STATED PROBLEM:
Could you transcribe every line of the listing below, keeping each character, space, and line break the same?

RECORDS FOR THE TASK:
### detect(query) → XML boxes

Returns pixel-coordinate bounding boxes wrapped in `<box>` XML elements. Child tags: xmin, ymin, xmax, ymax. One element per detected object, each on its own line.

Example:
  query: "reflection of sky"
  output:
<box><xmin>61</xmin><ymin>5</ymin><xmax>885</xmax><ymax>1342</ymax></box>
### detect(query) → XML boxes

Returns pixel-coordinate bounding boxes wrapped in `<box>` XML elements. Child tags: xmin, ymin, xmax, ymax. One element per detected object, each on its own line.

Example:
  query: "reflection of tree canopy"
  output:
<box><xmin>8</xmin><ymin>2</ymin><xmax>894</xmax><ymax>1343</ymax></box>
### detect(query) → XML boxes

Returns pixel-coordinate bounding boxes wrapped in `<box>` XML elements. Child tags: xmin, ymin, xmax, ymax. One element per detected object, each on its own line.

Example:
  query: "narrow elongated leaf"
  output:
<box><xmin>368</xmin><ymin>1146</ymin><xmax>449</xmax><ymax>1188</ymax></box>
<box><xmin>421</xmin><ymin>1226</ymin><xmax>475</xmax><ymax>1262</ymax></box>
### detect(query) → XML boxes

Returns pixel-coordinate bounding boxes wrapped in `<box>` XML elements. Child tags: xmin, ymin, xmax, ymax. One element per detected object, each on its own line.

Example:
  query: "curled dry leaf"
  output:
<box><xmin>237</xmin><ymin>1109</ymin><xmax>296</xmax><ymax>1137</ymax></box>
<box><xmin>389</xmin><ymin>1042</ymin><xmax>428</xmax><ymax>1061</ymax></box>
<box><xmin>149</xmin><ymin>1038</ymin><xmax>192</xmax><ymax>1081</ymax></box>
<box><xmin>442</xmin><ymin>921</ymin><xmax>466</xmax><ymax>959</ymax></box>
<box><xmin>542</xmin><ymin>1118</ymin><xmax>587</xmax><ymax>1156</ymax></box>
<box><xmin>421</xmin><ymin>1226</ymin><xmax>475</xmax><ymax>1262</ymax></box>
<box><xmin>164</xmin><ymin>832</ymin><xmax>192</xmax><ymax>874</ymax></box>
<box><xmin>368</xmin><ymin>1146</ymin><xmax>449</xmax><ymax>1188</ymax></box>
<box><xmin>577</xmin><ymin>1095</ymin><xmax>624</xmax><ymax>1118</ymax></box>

REPLY TO THE EXERCISE:
### detect(query) → XML boxes

Returns pixel-coordinate bounding boxes wrapped in `<box>` XML elements. Child tags: xmin, ymin, xmax, ymax. One element per detected object, each on its own line.

Example:
  query: "reflection of sky"
  output:
<box><xmin>61</xmin><ymin>5</ymin><xmax>885</xmax><ymax>1342</ymax></box>
### detect(query) → XML boxes

Returns pixel-coordinate bounding boxes wrapped in `<box>` XML elements. Child tags: xmin, ymin, xmax, ymax. One element per detected object, each on its own line.

Example:
  query: "reflection of tree canopy"
  output:
<box><xmin>8</xmin><ymin>2</ymin><xmax>894</xmax><ymax>1343</ymax></box>
### detect(query) → XML boxes

Returns pixel-coordinate bounding boxes wrapped in `<box>` XML elements. Child tags: xmin, ymin, xmax, ymax. One element per detected object, each on its own line.

Example:
  query: "narrow elongated leaf"
  output:
<box><xmin>368</xmin><ymin>1146</ymin><xmax>449</xmax><ymax>1188</ymax></box>
<box><xmin>421</xmin><ymin>1226</ymin><xmax>475</xmax><ymax>1262</ymax></box>
### detect(query) → XML boxes

Returns pixel-coordinate bounding boxes wrapped in `<box>` XML elements. Child tags: xmin, ymin, xmax, ymax. One element per detected object, each on its own line.

Example:
  query: "curled dry leaf"
  output:
<box><xmin>237</xmin><ymin>1109</ymin><xmax>296</xmax><ymax>1137</ymax></box>
<box><xmin>389</xmin><ymin>1042</ymin><xmax>428</xmax><ymax>1061</ymax></box>
<box><xmin>149</xmin><ymin>1038</ymin><xmax>192</xmax><ymax>1081</ymax></box>
<box><xmin>442</xmin><ymin>921</ymin><xmax>466</xmax><ymax>959</ymax></box>
<box><xmin>542</xmin><ymin>1118</ymin><xmax>587</xmax><ymax>1156</ymax></box>
<box><xmin>421</xmin><ymin>1226</ymin><xmax>475</xmax><ymax>1262</ymax></box>
<box><xmin>164</xmin><ymin>832</ymin><xmax>192</xmax><ymax>874</ymax></box>
<box><xmin>368</xmin><ymin>1146</ymin><xmax>449</xmax><ymax>1188</ymax></box>
<box><xmin>577</xmin><ymin>1095</ymin><xmax>624</xmax><ymax>1118</ymax></box>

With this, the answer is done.